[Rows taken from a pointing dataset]
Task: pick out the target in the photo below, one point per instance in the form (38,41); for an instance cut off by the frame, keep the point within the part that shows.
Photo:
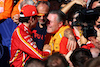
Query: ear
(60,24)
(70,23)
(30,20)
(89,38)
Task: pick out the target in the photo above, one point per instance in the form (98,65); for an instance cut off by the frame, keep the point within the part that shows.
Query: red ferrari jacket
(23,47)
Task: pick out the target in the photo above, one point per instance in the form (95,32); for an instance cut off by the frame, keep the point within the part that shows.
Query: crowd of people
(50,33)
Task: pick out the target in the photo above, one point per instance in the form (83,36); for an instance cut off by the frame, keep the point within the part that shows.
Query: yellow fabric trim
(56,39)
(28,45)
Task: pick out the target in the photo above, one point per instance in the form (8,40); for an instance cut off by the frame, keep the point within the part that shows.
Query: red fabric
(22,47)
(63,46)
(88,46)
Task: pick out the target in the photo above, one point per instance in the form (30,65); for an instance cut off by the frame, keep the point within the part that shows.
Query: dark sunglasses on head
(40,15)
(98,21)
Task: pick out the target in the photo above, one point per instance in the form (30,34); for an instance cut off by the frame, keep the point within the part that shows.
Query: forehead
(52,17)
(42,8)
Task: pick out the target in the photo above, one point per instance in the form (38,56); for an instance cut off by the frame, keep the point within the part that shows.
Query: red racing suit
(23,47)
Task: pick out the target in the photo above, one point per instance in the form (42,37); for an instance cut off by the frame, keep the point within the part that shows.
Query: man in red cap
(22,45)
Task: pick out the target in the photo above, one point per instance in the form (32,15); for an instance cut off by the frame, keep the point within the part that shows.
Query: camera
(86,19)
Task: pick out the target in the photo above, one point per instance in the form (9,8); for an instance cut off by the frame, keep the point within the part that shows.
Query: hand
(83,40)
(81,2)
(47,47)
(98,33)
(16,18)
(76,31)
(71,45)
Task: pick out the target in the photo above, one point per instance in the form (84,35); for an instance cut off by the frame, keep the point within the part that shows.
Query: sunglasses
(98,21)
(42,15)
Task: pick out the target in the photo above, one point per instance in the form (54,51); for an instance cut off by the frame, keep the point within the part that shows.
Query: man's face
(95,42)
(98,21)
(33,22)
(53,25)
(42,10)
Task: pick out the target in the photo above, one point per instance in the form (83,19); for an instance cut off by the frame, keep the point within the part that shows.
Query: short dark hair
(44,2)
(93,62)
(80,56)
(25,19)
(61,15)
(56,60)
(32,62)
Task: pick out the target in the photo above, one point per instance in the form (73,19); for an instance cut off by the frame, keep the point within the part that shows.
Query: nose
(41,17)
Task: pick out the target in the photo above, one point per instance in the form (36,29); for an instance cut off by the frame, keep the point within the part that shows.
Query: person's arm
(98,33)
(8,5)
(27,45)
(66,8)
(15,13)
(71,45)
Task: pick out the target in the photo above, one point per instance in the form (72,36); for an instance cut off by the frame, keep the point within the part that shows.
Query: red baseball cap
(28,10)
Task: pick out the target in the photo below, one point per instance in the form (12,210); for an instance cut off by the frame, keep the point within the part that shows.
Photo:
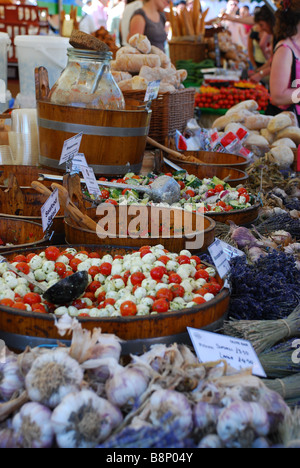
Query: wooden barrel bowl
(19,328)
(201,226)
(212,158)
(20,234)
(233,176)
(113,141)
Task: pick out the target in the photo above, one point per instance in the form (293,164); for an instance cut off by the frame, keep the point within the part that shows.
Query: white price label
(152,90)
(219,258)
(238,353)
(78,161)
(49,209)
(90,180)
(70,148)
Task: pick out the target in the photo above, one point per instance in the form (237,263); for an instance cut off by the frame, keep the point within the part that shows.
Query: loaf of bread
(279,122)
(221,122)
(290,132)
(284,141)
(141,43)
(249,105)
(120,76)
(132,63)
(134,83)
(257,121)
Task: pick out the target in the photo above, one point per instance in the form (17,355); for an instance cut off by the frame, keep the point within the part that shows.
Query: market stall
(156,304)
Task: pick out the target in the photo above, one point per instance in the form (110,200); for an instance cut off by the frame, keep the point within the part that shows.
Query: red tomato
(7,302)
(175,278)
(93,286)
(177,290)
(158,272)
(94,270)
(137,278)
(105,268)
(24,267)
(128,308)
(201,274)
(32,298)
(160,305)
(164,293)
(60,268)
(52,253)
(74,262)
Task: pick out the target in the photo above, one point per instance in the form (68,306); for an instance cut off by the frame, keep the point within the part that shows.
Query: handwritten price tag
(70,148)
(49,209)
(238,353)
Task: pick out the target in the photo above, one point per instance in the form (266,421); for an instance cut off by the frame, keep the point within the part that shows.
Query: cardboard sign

— Brief —
Reproduce every one of the lines above word for word, leaving out the pictures.

— Answer to the task —
Task: pick out the target in the photo below, one point per instance in the form (38,41); for an instance cut off by the frame, keep the point within the part that shows.
Photo:
Query: ear
(60,24)
(70,23)
(30,20)
(89,38)
Task: pick out the target in the photo above, one point per instance in the form (98,65); for an instance cut off by the frame, keep the point within the part that shows.
Query: red ferrari jacket
(23,47)
Task: pick out the target in the photo above, one point per instance in the form (95,32); for an instance cut off by the frame, keep the point within the part that shows.
Query: crowd of people
(50,33)
Task: pick out the target in the photo above, one point per instance in the form (83,36); for an instance cut off by the frame, keep the point within the part that shows.
Query: yellow fabric trim
(56,39)
(28,45)
Task: pick out the target in the photo above, one point per instance in the form (8,40); for an instance cut off by the frame, keep the point within the part that shows.
Query: red fabric
(22,47)
(63,46)
(88,46)
Task: pick out the target in the photo above, one point per instance in the form (30,65); for an instance cut off by the frame, keep the point within the part that shows.
Query: dark sunglasses on head
(40,15)
(98,21)
Task: pick out the target in the photo above, one point per instance in the form (30,34); for an instance cut off by the frame, keep the point within the part that shows.
Query: forehead
(52,17)
(42,8)
Task: pick out the target in the photo above, one point per instance in the form (38,56); for an instance cut off by the frame, keep the point within the part that shows.
Query: red racing suit
(23,47)
Task: pick out the target in the photo above, one point per instance in the form (42,37); for an instance cut off by the frame, keep the point within the part that shows.
Query: man in red cap
(22,45)
Task: pick out the target in the photo above, one point per instance in the form (32,15); for an instance cut off by the frame, keep the point within the part that shows.
Query: camera
(86,19)
Task: pick out the target in the photo above, one point per instance in the form (9,8); for an instance cut off by the frame, keep the point within the part that shows.
Query: hand
(83,40)
(81,2)
(47,47)
(98,33)
(16,18)
(76,31)
(71,45)
Task: pick out the target in the photo above, one point per instance in the form (84,35); for an instance cut off by the frame, keep the point within the part that shows.
Query: sunglasses
(98,21)
(42,15)
Task: pick out the target in the photo above, one point per instance in the form (54,51); for an instance cut off by the frame, keep the point within the part that shows.
Query: man's face
(95,42)
(98,21)
(33,22)
(53,25)
(42,10)
Task: pick out the target in the photo above, one point per instance in the form (83,19); for an instance cut off by the frame, keep the point within the part that shows.
Query: short dark hair
(44,2)
(93,62)
(80,56)
(25,19)
(61,15)
(56,60)
(32,62)
Task: pick out the target in the photo above, one point per instance in the form (73,19); for an instance cut off by the frame, keep the point within the part that shows.
Query: nose
(41,17)
Task: pick out the target in the photo above, one point per instance in the form (36,29); for an instance cut off by the frame, keep the point within the part that shows.
Query: person's arm
(98,33)
(8,5)
(27,45)
(66,8)
(15,13)
(71,45)
Task: pick out the target in the photo above, one point per instance in the form (72,36); for an instance cut off by the frame, keep the point within the part that shows.
Query: red baseball cap
(28,10)
Task: pick out the target in the photo below, one point per instance in the form (12,210); for an instance cut off by the frame, keep the point within the part that shows.
Photo:
Query: wooden barrel bowl
(19,328)
(201,226)
(212,158)
(20,234)
(233,176)
(113,141)
Task: pick out the target in the photo above, one point per instance in the form (293,164); for an instance cut off by the frame, keep the point within the part that shows.
Query: white price label
(152,90)
(219,258)
(238,353)
(78,161)
(49,209)
(90,180)
(70,148)
Task: pick out the target in the photo above, one point per instance in the form (237,263); for an instance cut off by the frame, keep the point within the part that shows.
Query: loaf of bread
(279,122)
(221,122)
(290,132)
(284,141)
(141,43)
(249,105)
(120,76)
(132,63)
(134,83)
(257,121)
Task: pick out the target in the photo above, one point per instance in the form (17,355); for an instance cut off by the frame, keep the point within the part that shows.
Query: market stall
(156,304)
Task: pick out the target in the photo above, one point per instance in the form (110,200); for an instance cut off by the frame, keep the point within the part that shows.
Query: red tomato
(7,302)
(175,278)
(93,286)
(177,290)
(158,272)
(94,270)
(137,278)
(105,268)
(24,267)
(128,308)
(201,274)
(32,298)
(160,305)
(164,293)
(60,268)
(52,253)
(74,262)
Task: pick out the target in the photo above, one point per instance in the form (68,306); for an instance cut off by the frame, keep the point within the part that shows.
Query: handwritten price tag
(70,148)
(49,209)
(238,353)
Task: pick out the target in the photo above, one point per instance in the form (266,421); for an instance cut off by the frame, keep the point within the part that shows.
Query: cardboard sign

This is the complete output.